▸ The tasks
a) List every parameter in the Spidra documentation whose type is boolean.
b) Rewrite the passage of the Spidra documentation starting at "# Initialize your" and ending at "processed in parallel.", replacing "asynchronously" with "in the background".

▸ Text extract
____________

Add spidra to your list of dependencies in mix.exs:

def deps do
  [
    {:spidra, "~> 0.1.0"}
  ]
end

Then run mix deps.get in your terminal.

Get your API key from app.spidra.io under Settings → API Keys. Store it as an environment variable — never hardcode it in source.

Requirements

Elixir 1.14 or later
A Spidra API key (sign up free)

Getting started

# Initialize your configuration
config = Spidra.Config.new(api_key: "spd_YOUR_API_KEY")

From here you access everything through Spidra.Scrape, Spidra.Batch, Spidra.Crawl, Spidra.Logs, and Spidra.Usage.

Scraping

All scrape jobs run asynchronously on the Spidra platform. Spidra.Scrape.run/3 submits a job and polls until it finishes. If you need more control, use submit/2 and get/2 directly. Up to 3 URLs can be passed per request and they are processed in parallel.

Basic scrape

Submit a scrape job and wait for results.

{:ok, job} = Spidra.Scrape.run(config, %{
  urls: [%{url: "https://example.com/pricing"}],
  prompt: "Extract all pricing plans with name, price, and included features",
  output: "json"
})

IO.inspect(job["result"]["content"])
# "{ \"plans\": [{ \"name\": \"Starter\", \"price\": \"$9/mo\", \"features\": [...] }, ...] }"

Parameters

Parameter	Type	Description
`urls`	list	Up to 3 URL maps. Each takes a `url` key and optional `actions` list
`prompt`	string	AI extraction instruction
`output`	string	`"markdown"` (default) or `"json"`
`schema`	map	JSON Schema for guaranteed output shape (use with `output: "json"`)
`use_proxy`	boolean	Route through a residential proxy
`proxy_country`	string	Two-letter country code, e.g. `"us"`, `"de"`, `"jp"`
`extract_content_only`	boolean	Strip navigation, ads, and boilerplate before AI extraction
`screenshot`	boolean	Capture a screenshot of the page
`full_page_screenshot`	boolean	Capture a full-page (scrolled) screenshot
`cookies`	string	Raw `Cookie` header string for authenticated pages

Fire-and-forget approach

Use submit/2 and get/2 when you want to manage polling yourself.

# Submit a job and get the job_id immediately
{:ok, %{"jobId" => job_id}} = Spidra.Scrape.submit(config, %{
  urls: [%{url: "https://example.com"}],
  prompt: "Extract the main headline"
})

____________

▸ Dataset section
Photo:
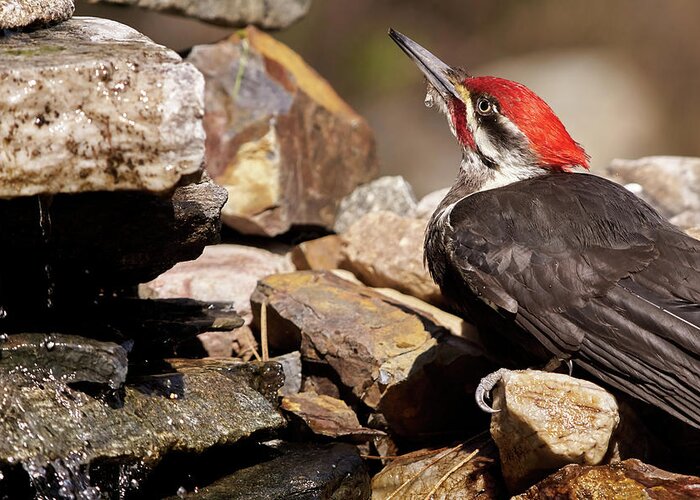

____________

▸ Responses
a) use_proxy, extract_content_only, screenshot, full_page_screenshot

b)
# Initialize your configuration
config = Spidra.Config.new(api_key: "spd_YOUR_API_KEY")

From here you access everything through Spidra.Scrape, Spidra.Batch, Spidra.Crawl, Spidra.Logs, and Spidra.Usage.

Scraping

All scrape jobs run in the background on the Spidra platform. Spidra.Scrape.run/3 submits a job and polls until it finishes. If you need more control, use submit/2 and get/2 directly. Up to 3 URLs can be passed per request and they are processed in parallel.